Task input:
★ ★ ★ ★ ★
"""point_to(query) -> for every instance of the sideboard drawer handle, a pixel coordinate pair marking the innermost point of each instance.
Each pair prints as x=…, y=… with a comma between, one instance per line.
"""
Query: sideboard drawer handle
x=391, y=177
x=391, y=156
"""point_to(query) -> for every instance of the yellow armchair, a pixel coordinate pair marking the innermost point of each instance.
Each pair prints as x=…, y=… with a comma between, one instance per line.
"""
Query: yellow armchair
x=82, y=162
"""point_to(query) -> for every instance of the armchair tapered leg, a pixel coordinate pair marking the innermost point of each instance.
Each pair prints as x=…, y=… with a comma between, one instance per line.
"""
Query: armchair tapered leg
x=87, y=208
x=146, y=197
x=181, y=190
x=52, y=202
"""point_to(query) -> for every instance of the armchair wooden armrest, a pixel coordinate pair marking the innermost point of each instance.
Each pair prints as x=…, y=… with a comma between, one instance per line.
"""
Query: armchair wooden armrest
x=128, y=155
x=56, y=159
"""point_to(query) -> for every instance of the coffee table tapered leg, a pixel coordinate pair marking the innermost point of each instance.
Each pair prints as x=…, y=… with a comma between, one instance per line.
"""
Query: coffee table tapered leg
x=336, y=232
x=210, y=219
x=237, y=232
★ ★ ★ ★ ★
Given request: Reproduce all of the lines above verbatim, without altering any character.

Response to this task:
"""point_to(query) -> for every instance of the sideboard drawer handle, a pixel coordinate pair marking the innermost point of each instance.
Each pair prints as x=…, y=… with a comma between, one instance per line.
"""
Query: sideboard drawer handle
x=391, y=177
x=391, y=156
"""point_to(query) -> for every instance of the yellow armchair, a pixel coordinate pair marking the innermost point of each instance.
Each pair prints as x=…, y=… with a comma between, one instance per line.
"""
Query: yellow armchair
x=82, y=162
"""point_to(query) -> for every instance of the armchair tapered leg, a pixel coordinate pair marking the innermost point of each instance.
Each pair prints as x=…, y=… with a comma between, one instance per line.
"""
Query: armchair tapered leg
x=87, y=208
x=146, y=197
x=181, y=190
x=52, y=202
"""point_to(query) -> for every instance of the armchair wooden armrest, a pixel coordinate pair marking the innermost point of each instance.
Each pair prints as x=…, y=… with a comma between, one instance per line.
"""
Query: armchair wooden armrest
x=128, y=155
x=56, y=159
"""point_to(query) -> for every instance of the coffee table tapered leg, a pixel coordinate pair marking the innermost point of each instance.
Each pair prints as x=…, y=… with a comma between, one instance per line.
"""
Query: coffee table tapered leg
x=336, y=232
x=210, y=219
x=237, y=232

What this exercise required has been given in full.